• EXERCISE BRIEF: Tally the lines in the entries below that contain the string "green". Give only that count.

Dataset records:

════════════════

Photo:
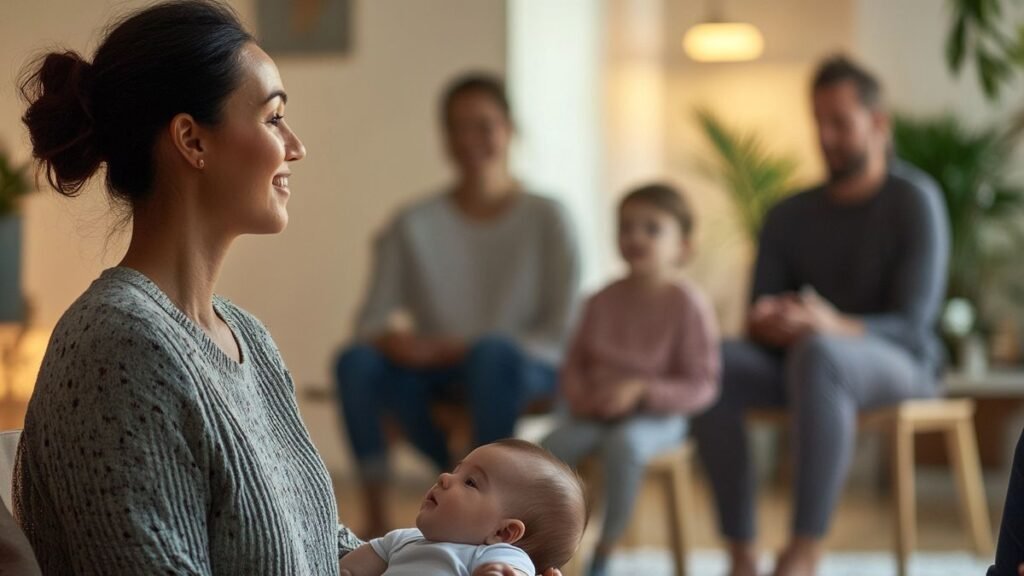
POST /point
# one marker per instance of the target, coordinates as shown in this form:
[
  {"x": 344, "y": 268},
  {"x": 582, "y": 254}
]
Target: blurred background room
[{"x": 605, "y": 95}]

════════════════

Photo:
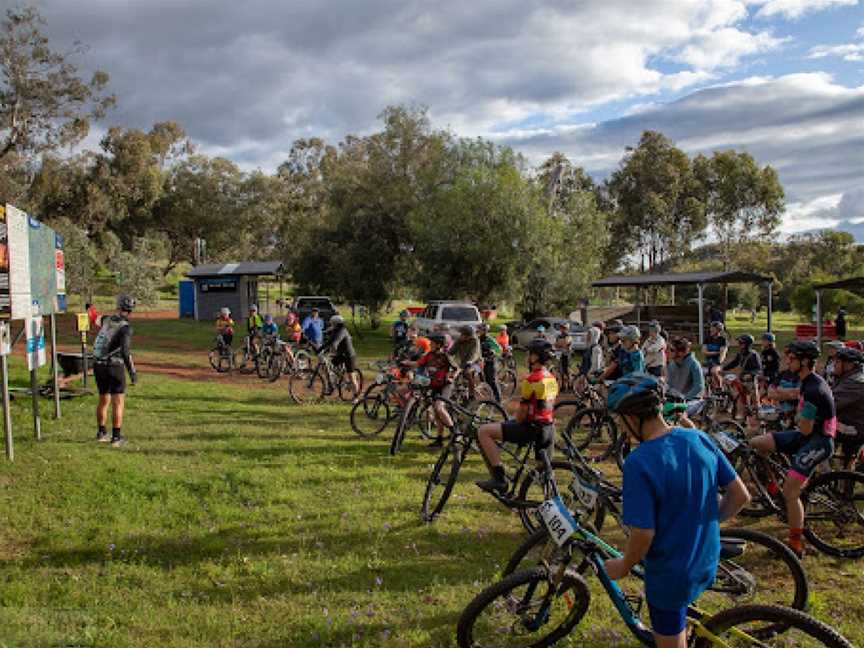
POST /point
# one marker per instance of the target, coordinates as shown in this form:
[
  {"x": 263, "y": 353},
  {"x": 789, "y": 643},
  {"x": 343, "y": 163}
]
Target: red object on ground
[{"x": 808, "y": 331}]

════════════════

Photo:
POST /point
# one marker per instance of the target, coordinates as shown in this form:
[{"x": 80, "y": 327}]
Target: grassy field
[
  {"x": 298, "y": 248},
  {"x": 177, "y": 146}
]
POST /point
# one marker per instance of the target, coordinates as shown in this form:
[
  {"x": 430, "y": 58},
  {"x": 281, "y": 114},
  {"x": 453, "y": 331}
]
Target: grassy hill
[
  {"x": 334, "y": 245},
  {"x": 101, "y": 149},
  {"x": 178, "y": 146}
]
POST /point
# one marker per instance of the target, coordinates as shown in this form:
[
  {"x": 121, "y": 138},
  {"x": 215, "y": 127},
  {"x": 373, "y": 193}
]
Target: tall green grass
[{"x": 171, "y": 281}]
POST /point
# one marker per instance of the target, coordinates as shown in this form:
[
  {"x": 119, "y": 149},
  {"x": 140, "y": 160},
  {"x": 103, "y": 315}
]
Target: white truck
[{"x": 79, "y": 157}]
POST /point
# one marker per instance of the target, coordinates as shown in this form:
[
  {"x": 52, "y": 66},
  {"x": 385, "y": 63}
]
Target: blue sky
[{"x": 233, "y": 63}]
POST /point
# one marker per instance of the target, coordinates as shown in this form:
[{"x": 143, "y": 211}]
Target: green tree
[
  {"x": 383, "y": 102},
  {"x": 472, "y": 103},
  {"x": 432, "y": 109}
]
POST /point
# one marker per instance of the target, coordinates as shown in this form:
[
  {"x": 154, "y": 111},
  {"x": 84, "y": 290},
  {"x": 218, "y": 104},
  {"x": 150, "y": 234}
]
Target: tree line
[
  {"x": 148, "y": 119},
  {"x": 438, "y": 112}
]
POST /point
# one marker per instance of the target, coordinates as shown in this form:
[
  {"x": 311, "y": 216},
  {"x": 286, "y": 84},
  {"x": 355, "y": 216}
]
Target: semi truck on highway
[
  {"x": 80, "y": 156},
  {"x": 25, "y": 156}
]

════════════════

• SOLUTION: 2